**Passage to read**.
*-*-*
But you wouldn't know it by spending an average day in the City of Angels. Showers flow, fountains spray, waiters pour, car washes spew, and hydrants leak; meanwhile, the LA River amounts to little more than a trickle. The water problems are invisible to most Angelenos, since water service continues seamlessly.

Two new dance projects by local choreographers aim to call our attention to our complex and tenuous relationship with water. Stephan Koplowitz, the Dean of the Sharon Disney Lund School of Dance at CalArts, and his company TaskForce present "Liquid Landscapes," a series of site-specific works based on the history and meaning of water sites in Southern California, June 29-July 6. The performances began this weekend with an evening devoted to Roman Polanski's film Chinatown, which examines the turbulent and noir-ish history of how LA procured the water it needed for its growth. Koplowitz put together an original dance film inspired by locations from Polanski's film, screened in the California Plaza Water Court. The following day, the company was back at the Water Court fountains, presenting improvisational dance that echoed the rhythms and sculptural design of this public space.

Other watery venues for the group's performances during the series include the Banning Center at the Port of Los Angeles, the beaches of Malibu, and the Los Angeles River. For a full schedule of locations and times, visit www.koplowitzprojects.com

Taking a more global approach, Linda Yudin's Viver Brasil Dance Company will perform their premiere "The Gift on the Water/Omi Odára" at the Ford Amphitheatre on July 5. Drawing from the Candomblé religion practiced in the Bahia region of Brazil, the piece pays reverence to the water spirits or orixas of the Yoruba tradition, brought to Brazil by Africans. The orixas are forces or energies that protect various elements of nature. For this performance, "We decided to pay homage to the importance of the water tradition and the importance of our environment," says artistic director Linda Yudin.
*-*-*
**Provided material**.
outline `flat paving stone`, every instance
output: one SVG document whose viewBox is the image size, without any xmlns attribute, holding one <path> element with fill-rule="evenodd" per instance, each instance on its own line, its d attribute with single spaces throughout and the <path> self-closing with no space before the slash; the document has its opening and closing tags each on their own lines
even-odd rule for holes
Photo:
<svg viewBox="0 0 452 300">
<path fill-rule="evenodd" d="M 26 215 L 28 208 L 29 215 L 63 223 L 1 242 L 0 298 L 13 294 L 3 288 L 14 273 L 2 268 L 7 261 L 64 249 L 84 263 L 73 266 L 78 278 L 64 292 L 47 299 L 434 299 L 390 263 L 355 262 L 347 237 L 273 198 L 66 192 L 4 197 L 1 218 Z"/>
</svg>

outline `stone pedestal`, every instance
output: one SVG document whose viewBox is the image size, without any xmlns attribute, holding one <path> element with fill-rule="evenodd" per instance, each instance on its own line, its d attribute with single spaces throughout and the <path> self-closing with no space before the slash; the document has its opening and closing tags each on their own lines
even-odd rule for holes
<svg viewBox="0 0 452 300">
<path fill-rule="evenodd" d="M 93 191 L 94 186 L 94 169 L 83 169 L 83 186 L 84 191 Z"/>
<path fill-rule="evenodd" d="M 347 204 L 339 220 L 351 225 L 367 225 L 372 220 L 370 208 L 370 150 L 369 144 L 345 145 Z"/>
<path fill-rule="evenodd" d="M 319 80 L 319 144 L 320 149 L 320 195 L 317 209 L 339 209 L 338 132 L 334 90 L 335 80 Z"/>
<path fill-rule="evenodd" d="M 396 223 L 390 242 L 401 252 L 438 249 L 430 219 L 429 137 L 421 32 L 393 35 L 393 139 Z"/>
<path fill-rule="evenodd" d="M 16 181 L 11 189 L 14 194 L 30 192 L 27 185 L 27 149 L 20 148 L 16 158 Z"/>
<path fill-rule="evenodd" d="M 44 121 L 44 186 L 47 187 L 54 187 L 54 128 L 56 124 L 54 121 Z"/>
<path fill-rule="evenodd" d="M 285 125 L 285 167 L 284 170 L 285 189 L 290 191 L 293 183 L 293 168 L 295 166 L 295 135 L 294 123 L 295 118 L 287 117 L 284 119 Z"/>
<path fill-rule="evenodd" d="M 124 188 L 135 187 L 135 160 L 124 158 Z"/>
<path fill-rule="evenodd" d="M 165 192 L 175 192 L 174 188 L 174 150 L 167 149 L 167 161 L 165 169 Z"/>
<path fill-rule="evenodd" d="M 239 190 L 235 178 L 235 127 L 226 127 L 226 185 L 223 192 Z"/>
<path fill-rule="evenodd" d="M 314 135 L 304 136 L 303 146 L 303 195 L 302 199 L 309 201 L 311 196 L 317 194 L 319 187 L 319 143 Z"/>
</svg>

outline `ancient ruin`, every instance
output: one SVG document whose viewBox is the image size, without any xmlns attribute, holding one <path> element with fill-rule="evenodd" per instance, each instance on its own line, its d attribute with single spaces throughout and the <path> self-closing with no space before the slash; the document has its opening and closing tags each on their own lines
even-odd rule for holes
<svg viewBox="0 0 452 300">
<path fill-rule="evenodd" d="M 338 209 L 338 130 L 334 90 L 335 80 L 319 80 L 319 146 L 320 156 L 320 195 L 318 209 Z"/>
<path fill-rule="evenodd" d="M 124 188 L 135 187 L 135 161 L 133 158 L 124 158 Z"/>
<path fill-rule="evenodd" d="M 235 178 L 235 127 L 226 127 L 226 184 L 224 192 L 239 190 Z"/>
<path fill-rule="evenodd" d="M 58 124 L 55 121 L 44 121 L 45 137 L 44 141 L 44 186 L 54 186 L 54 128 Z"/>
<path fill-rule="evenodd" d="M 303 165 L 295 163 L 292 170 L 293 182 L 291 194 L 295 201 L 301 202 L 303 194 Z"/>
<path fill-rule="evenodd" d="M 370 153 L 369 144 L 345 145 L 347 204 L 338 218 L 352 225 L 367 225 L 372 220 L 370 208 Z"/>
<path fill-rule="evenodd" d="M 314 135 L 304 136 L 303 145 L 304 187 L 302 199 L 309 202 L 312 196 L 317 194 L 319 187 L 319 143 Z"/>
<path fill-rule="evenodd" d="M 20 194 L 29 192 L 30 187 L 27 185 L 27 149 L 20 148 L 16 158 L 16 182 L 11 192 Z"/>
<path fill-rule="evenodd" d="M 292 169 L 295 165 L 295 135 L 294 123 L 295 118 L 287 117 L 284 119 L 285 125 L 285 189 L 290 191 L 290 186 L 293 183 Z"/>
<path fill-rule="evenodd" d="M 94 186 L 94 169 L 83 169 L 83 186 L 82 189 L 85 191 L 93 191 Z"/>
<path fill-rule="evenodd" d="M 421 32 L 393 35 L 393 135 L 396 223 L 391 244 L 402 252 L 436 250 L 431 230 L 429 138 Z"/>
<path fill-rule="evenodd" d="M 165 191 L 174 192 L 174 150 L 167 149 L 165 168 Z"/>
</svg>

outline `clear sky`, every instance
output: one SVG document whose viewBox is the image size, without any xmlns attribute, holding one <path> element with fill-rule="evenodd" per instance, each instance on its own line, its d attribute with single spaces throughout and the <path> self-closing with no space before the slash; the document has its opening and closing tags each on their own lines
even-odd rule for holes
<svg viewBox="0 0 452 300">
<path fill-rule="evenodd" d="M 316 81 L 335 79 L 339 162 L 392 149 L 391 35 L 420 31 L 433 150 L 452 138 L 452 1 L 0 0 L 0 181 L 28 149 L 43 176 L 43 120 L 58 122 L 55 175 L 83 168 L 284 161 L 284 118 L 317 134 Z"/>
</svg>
*-*-*
**Work to complete**.
**1.** Decide whether each statement agrees with the passage on water-themed dance in Los Angeles. Answer yes or no, and quote the words of the passage that settle it.
(a) "Liquid Landscapes" runs from June 29 to July 6.
(b) The dance film inspired by Chinatown was screened at the Port of Los Angeles.
(c) Viver Brasil Dance Company performs its premiere at the Ford Amphitheatre.
**2.** Answer these questions from the passage on water-themed dance in Los Angeles.
(a) Of which school is Stephan Koplowitz the Dean?
(b) How does the passage define the orixas?
(c) What does the LA River amount to on an average day?
**3.** Carry the passage on water-themed dance in Los Angeles forward from its final sentence, adding a paragraph or two.

**Answers to the exercise**.
**1.**
(a) Yes: "June 29-July 6."
(b) No: "screened in the California Plaza Water Court."
(c) Yes: "at the Ford Amphitheatre on July 5."

**2.**
(a) The Sharon Disney Lund School of Dance at CalArts.
(b) As forces or energies that protect various elements of nature.
(c) Little more than a trickle.

**3.**
Choreographer Roseangela Silvestre has worked to bring these entities into living energies on the stage. Each water-associated orixa is associated with some aspect of human progress. There's the goddess Eua, who transformed herself into a river to feed her two children. "She's associated with the water of possibility and also the water that we drink that allows us to thrive," says Yudin. Iemenja is the ocean goddess and the mother of all the orixas. She represents the water of protection. Finally, there is Oxum, the river goddess who also oversees creativity and the arts.

When the water spirits and human progress are in accordance, everything can be said to be "Omi Odára." Says Yudin, "Omi is water in Yoruba and Odára is the concept of when everything is just right." The phrase represents a point at which "everything feels good; it's divine. That's sort of this relationship we have with the water. There's clarity." We could certainly use some of that liquid synergy in Los Angeles right now.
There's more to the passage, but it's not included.